* [Given text]
Lisa Traylor-Wolff of Logansport was appointed in January 2012 as S.W.’s public defender in a Cass County case in which he was sentenced to 30 years for convictions of robbery and criminal confinement. She represented him during his appeal until his conviction was affirmed by the Indiana Court of Appeals in mid-July 2012.

Between February 2012 and June 2012, Traylor-Wolff “developed a more personal relationship” with S.W., according to the notice of the institution of formal proceedings and statement of charges issued Monday by the Indiana Commission on Judicial Qualifications.

Traylor-Wolff allegedly provided S.W. with art, books and cash, and she completed a Bible study with him before the relationship became sexual. The two kissed on multiple occasions during Traylor-Wolff’s visits with him in the prison’s attorney-client visitations rooms, according to the three counts against her. On a visit in June 2012, correction officers witnessed “excessive fondling with intent to sexually gratify over the clothing.”

The alleged conduct violates Rule 1.8(j) of the Indiana Rules of Professional Conduct and Miami Correctional Facility visitation rules, and S.W. was issued a disciplinary write-up and sanctioned with a loss of jail credit time.

* [Exercise task]
Reproduce the account of the public defender's alleged misconduct word for word, in full.

* [Record list]
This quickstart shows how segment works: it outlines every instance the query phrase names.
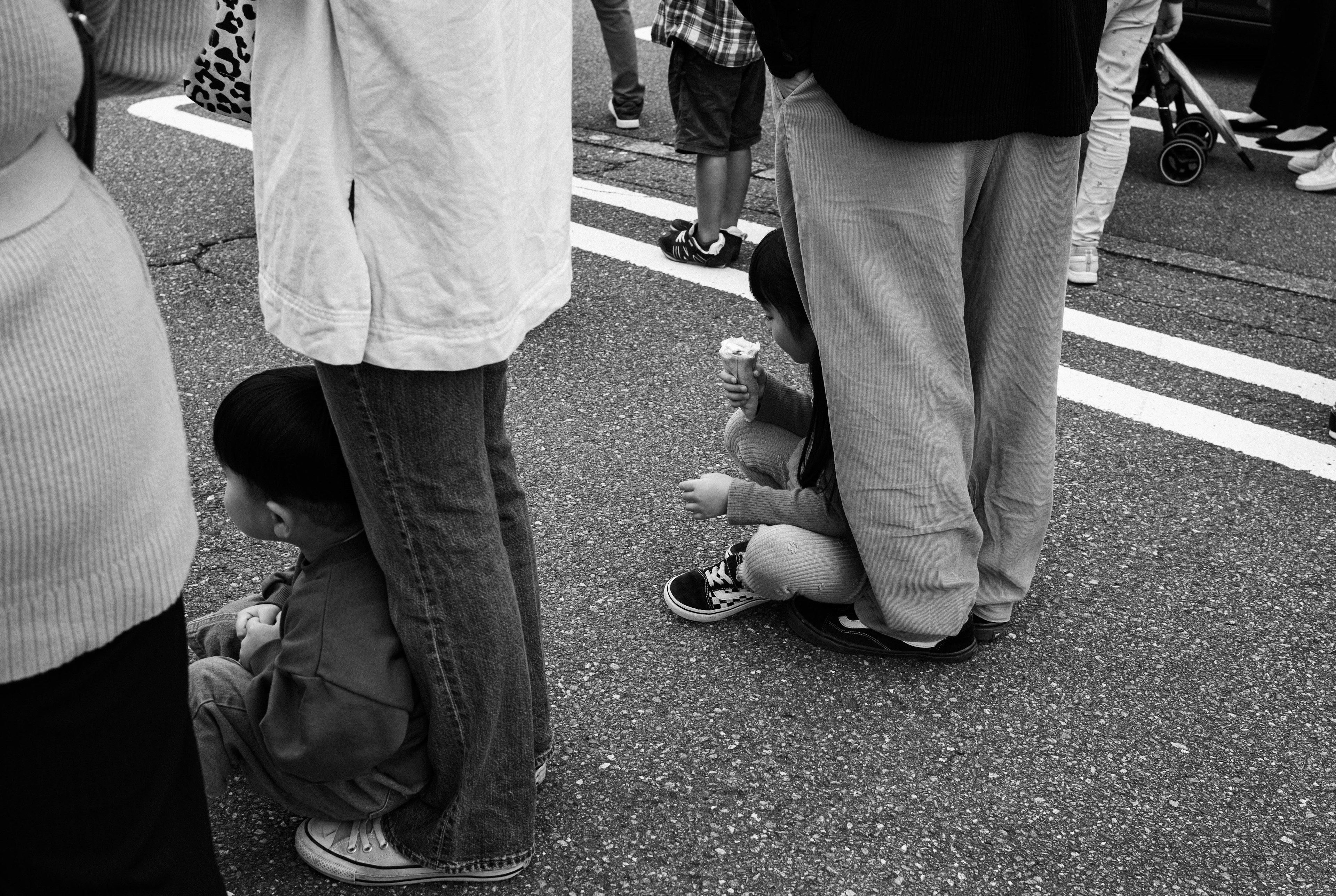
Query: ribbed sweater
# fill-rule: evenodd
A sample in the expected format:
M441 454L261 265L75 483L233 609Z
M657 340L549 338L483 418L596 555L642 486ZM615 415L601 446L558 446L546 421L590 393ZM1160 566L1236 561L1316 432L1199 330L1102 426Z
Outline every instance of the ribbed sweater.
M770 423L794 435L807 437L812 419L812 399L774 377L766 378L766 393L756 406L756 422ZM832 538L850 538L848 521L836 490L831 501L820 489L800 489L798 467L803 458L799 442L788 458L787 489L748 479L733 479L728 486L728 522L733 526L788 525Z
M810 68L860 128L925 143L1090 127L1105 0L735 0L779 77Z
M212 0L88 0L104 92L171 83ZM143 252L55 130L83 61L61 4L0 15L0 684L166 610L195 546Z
* * *
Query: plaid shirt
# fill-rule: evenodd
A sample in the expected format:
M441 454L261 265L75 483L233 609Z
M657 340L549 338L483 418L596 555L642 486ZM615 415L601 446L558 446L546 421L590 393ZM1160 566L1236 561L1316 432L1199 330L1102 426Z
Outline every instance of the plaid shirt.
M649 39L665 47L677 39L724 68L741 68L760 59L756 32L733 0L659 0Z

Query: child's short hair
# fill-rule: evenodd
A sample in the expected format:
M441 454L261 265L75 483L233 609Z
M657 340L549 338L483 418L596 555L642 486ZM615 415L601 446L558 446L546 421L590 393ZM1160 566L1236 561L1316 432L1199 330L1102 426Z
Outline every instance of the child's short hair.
==
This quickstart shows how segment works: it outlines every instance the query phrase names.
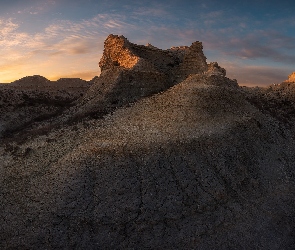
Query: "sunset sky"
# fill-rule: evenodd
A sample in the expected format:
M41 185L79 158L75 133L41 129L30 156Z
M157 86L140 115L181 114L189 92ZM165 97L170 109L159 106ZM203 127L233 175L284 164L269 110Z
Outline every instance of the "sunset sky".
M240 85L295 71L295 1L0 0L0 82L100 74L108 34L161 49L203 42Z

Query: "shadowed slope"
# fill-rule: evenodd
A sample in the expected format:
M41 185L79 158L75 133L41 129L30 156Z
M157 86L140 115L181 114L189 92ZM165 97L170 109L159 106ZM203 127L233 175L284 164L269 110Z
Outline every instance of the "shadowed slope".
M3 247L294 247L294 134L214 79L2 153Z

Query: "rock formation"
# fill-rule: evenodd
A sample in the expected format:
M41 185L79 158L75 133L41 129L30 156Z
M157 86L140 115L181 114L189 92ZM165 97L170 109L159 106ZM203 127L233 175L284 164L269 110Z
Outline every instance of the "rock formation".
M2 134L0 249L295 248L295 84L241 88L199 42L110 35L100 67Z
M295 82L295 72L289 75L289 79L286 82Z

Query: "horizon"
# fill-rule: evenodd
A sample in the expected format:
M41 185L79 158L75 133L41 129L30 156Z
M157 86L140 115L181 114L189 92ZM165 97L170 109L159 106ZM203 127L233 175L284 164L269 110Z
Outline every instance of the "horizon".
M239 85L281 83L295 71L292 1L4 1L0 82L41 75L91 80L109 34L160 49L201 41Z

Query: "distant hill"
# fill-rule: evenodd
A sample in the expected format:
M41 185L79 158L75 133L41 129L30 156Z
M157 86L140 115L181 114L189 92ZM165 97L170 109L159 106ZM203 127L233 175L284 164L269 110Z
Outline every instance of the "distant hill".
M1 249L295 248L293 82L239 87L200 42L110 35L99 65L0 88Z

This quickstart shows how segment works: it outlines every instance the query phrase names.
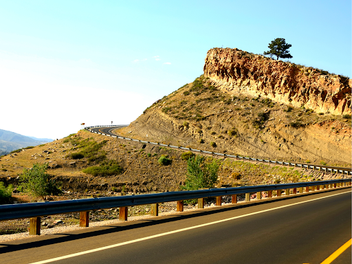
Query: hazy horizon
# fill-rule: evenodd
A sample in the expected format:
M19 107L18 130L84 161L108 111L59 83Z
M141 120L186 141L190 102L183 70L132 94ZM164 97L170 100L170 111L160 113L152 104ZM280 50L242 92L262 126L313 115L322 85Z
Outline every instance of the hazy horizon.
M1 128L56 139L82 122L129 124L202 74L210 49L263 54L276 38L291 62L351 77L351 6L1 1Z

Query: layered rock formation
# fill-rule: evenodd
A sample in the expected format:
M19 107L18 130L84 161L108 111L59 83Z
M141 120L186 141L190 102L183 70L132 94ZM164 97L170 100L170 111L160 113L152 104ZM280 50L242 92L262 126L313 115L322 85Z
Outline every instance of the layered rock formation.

* [Right answer]
Lisa Traylor-Wolff of Logansport was appointed in January 2012 as S.W.’s public defender in a Cass County case in which he was sentenced to 30 years for convictions of robbery and criminal confinement. She represented him during his appeal until his conviction was affirmed by the Indiana Court of Appeals in mid-July 2012.

Between February 2012 and June 2012, Traylor-Wolff “developed a more personal relationship” with S.W., according to the notice of the institution of formal proceedings and statement of charges issued Monday by the Indiana Commission on Judicial Qualifications.

Traylor-Wolff allegedly provided S.W. with art, books and cash, and she completed a Bible study with him before the relationship became sexual. The two kissed on multiple occasions during Traylor-Wolff’s visits with him in the prison’s attorney-client visitations rooms, according to the three counts against her. On a visit in June 2012, correction officers witnessed “excessive fondling with intent to sexually gratify over the clothing.”

The alleged conduct violates Rule 1.8(j) of the Indiana Rules of Professional Conduct and Miami Correctional Facility visitation rules, and S.W. was issued a disciplinary write-up and sanctioned with a loss of jail credit time.